### PROVIDED INFORMATION
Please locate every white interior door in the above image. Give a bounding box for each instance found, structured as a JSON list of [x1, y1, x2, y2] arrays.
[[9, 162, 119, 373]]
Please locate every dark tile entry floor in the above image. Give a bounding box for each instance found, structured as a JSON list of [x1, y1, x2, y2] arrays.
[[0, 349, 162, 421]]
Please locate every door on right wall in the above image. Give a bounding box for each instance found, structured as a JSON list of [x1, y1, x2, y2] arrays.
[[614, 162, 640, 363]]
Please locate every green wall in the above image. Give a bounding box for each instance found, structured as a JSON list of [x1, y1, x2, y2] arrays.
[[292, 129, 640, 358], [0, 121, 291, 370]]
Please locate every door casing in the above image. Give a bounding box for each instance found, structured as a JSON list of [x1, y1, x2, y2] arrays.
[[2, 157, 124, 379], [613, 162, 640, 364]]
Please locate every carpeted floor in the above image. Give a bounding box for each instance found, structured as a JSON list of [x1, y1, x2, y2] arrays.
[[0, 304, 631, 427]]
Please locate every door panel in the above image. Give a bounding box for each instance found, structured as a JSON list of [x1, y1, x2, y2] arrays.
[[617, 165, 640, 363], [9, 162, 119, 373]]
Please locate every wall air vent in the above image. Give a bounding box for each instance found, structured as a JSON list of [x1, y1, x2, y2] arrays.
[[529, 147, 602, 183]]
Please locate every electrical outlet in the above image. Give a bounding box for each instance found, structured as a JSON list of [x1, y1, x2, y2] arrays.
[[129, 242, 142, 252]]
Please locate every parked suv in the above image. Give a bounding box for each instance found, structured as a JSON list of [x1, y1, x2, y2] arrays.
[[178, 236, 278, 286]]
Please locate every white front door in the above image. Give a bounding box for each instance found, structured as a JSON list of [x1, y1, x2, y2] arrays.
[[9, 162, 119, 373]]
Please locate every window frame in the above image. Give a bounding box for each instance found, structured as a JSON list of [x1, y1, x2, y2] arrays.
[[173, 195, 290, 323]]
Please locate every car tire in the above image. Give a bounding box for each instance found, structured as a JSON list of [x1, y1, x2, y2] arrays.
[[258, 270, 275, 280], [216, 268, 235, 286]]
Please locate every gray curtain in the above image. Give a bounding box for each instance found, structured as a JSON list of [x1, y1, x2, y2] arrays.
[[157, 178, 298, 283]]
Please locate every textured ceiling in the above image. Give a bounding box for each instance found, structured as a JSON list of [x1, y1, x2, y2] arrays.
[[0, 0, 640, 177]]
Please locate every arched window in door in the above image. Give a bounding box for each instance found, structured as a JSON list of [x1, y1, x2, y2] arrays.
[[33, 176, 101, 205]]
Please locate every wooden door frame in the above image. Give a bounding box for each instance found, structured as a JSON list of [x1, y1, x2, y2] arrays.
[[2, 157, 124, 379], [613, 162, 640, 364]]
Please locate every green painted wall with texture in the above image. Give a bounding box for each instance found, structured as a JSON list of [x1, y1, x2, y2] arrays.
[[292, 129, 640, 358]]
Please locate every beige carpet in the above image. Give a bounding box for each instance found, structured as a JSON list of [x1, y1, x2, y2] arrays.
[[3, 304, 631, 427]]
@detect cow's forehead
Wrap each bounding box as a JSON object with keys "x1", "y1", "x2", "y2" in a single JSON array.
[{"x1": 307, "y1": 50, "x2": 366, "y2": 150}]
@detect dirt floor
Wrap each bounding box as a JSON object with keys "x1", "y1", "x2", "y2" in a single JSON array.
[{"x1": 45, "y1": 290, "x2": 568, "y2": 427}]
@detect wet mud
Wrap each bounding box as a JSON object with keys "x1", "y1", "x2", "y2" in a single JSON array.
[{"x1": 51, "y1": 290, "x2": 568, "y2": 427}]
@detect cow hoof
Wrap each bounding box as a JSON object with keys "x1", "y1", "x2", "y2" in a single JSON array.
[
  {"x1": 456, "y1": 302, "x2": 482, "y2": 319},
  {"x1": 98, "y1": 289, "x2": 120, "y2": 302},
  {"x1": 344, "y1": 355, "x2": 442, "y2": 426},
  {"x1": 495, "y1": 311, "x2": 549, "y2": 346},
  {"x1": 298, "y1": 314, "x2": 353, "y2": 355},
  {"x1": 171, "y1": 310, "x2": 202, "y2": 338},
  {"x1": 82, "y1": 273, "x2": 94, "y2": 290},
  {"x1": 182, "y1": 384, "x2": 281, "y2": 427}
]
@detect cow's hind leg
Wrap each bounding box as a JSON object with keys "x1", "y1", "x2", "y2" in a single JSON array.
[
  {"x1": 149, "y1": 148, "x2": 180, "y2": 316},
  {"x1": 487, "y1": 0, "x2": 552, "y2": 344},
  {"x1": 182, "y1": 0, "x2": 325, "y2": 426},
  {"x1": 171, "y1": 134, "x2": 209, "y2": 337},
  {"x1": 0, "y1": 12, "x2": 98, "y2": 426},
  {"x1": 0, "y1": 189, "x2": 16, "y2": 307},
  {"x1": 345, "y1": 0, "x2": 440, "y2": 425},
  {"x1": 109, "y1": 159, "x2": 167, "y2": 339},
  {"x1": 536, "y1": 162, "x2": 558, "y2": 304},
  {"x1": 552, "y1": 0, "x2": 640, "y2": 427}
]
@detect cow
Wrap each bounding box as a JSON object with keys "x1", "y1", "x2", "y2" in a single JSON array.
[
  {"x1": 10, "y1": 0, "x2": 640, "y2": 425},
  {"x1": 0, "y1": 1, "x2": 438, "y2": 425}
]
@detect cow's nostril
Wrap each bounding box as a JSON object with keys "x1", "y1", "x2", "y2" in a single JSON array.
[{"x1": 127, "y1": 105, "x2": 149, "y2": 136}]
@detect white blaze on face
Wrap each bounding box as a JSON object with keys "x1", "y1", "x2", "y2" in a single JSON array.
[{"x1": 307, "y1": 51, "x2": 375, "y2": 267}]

### TASK BRIEF
Rewrite the listing with "white blaze on face" renamed to "white facial blaze", leaving every other part unchanged.

### TASK RESULT
Please locate every white interior door in the above image. Give a bounding box for each instance found, structured as a JSON list of [x1, y1, x2, y2] arrays.
[[9, 162, 119, 373]]
Please locate every dark tile entry floor in the above image. Give a bounding box for each instance found, structured as a JSON list of [x1, y1, x2, y2] arrays.
[[0, 349, 162, 421]]
Please locate every door on right wall in the above image. Give a bounding box for each instance found, structured as a JSON list of [x1, y1, x2, y2] arrays.
[[614, 162, 640, 363]]
Please locate every green wall in the above image. Give a bounding box for each instance found, structured as a JSON list of [x1, y1, x2, y2] arrays.
[[292, 129, 640, 358], [0, 121, 291, 370]]
Please locate every door casing in the above image. Give a bounding box for each instance found, structured as a JSON list of [x1, y1, x2, y2] arrays.
[[2, 157, 124, 379], [613, 162, 640, 364]]
Please locate every carpeted floor in the above image. Give a bounding box for each instance found, structured as a JSON list of [x1, y1, x2, y2] arrays.
[[0, 304, 631, 427]]
Please locate every door panel in the above image. Give a bounding box for each instance found, structured as a JSON list of [x1, y1, x2, y2] arrays.
[[617, 165, 640, 363], [9, 162, 119, 373]]
Please locate every wall air vent in the above image. Give a bounding box for each instance found, structured as a JSON list of [x1, y1, x2, y2] arrays.
[[529, 147, 602, 183]]
Please locate every electrical outlet in the above image. Give a bounding box for each instance found, structured as a JSON list of [x1, y1, x2, y2] arrays.
[[129, 242, 142, 252]]
Please locate every parked suv in the above image. Give a bounding box for each instance found, structured as a JSON list of [x1, y1, x2, y2] arrays.
[[178, 236, 278, 286]]
Please locate every white front door in the above image. Give a bounding box for each instance found, structured as a JSON list of [x1, y1, x2, y2] arrays.
[[9, 162, 119, 373]]
Please locate every window frame in the above image. Give a bounding box for each instance found, structured as a JSON list of [x1, y1, x2, y2] arrays.
[[173, 195, 290, 323]]
Please locate every car tire in the above image. Give a bounding box for each instance found, structured as a JSON list of [x1, y1, x2, y2] arrays.
[[258, 270, 275, 280], [216, 268, 235, 286]]
Please locate every gray curtain in the above image. Give a bounding box for each instance found, structured as a JSON list of [x1, y1, x2, y2] arrays.
[[157, 178, 298, 283]]
Please locate every textured ceiling in the above image. Give a bounding box for each instance found, structured as a JSON list of [x1, y1, x2, y2] arrays.
[[0, 0, 640, 177]]
Please locate every arched window in door in the above image. Give a bounding box for each instance found, structured as a JSON list of [x1, y1, x2, y2] arrays.
[[33, 176, 101, 205]]
Please locate every wooden door frame in the above image. Give a bounding box for each instance found, structured as a JSON list of [x1, y1, x2, y2] arrays.
[[2, 157, 124, 379], [613, 162, 640, 364]]
Please locate every green painted wall with texture in the above image. Give a bounding box for each instance found, structured as a JSON list of [x1, y1, x2, y2] arrays.
[[292, 129, 640, 358]]
Please locate every beige carpet in the above image. Give a bounding box for each instance found, structured as a JSON list of [x1, y1, x2, y2] arrays.
[[3, 304, 631, 427]]
@detect cow's forehead
Wrap each bounding box as a JSON object with keys "x1", "y1", "x2", "y2" in a single JSON array.
[{"x1": 307, "y1": 50, "x2": 366, "y2": 150}]
@detect dirt floor
Wrap each bounding box as a JSON object with keys "x1", "y1", "x2", "y2" in a single JSON array.
[{"x1": 45, "y1": 290, "x2": 568, "y2": 427}]
@detect wet mud
Wrap each bounding box as a JSON object with keys "x1", "y1", "x2", "y2" in a single JSON array.
[{"x1": 51, "y1": 290, "x2": 568, "y2": 427}]
@detect cow hoof
Wrap each bounding box as a JSON object with keys "x1", "y1", "x2", "y2" in a single JSON array.
[
  {"x1": 456, "y1": 302, "x2": 482, "y2": 319},
  {"x1": 98, "y1": 289, "x2": 120, "y2": 302},
  {"x1": 344, "y1": 355, "x2": 442, "y2": 426},
  {"x1": 495, "y1": 311, "x2": 549, "y2": 346},
  {"x1": 298, "y1": 314, "x2": 353, "y2": 355},
  {"x1": 171, "y1": 310, "x2": 202, "y2": 338},
  {"x1": 82, "y1": 273, "x2": 94, "y2": 290},
  {"x1": 182, "y1": 384, "x2": 281, "y2": 427}
]
@detect cow's hind leg
Wrap each bounding box as a JSON object with keys "x1", "y1", "x2", "y2" in a single JSON array.
[
  {"x1": 149, "y1": 148, "x2": 180, "y2": 316},
  {"x1": 487, "y1": 0, "x2": 552, "y2": 344},
  {"x1": 182, "y1": 0, "x2": 325, "y2": 426},
  {"x1": 171, "y1": 134, "x2": 209, "y2": 337},
  {"x1": 0, "y1": 12, "x2": 98, "y2": 426},
  {"x1": 0, "y1": 189, "x2": 16, "y2": 307},
  {"x1": 345, "y1": 0, "x2": 440, "y2": 425},
  {"x1": 109, "y1": 159, "x2": 167, "y2": 339},
  {"x1": 536, "y1": 162, "x2": 558, "y2": 304},
  {"x1": 552, "y1": 0, "x2": 640, "y2": 427}
]
@detect cow
Wrap each bounding box as a JSON object with keys "x1", "y1", "x2", "y2" in a single JSON array.
[
  {"x1": 10, "y1": 0, "x2": 640, "y2": 425},
  {"x1": 0, "y1": 1, "x2": 438, "y2": 425}
]
@detect cow's nostril
Wrap each bounding box as a JSON object with keys "x1", "y1", "x2", "y2" in a single JSON array.
[{"x1": 127, "y1": 105, "x2": 149, "y2": 136}]
@detect white facial blaze
Wrap each bounding box as a JSON object with keys "x1", "y1", "x2", "y2" in a single JSON array.
[{"x1": 307, "y1": 51, "x2": 375, "y2": 267}]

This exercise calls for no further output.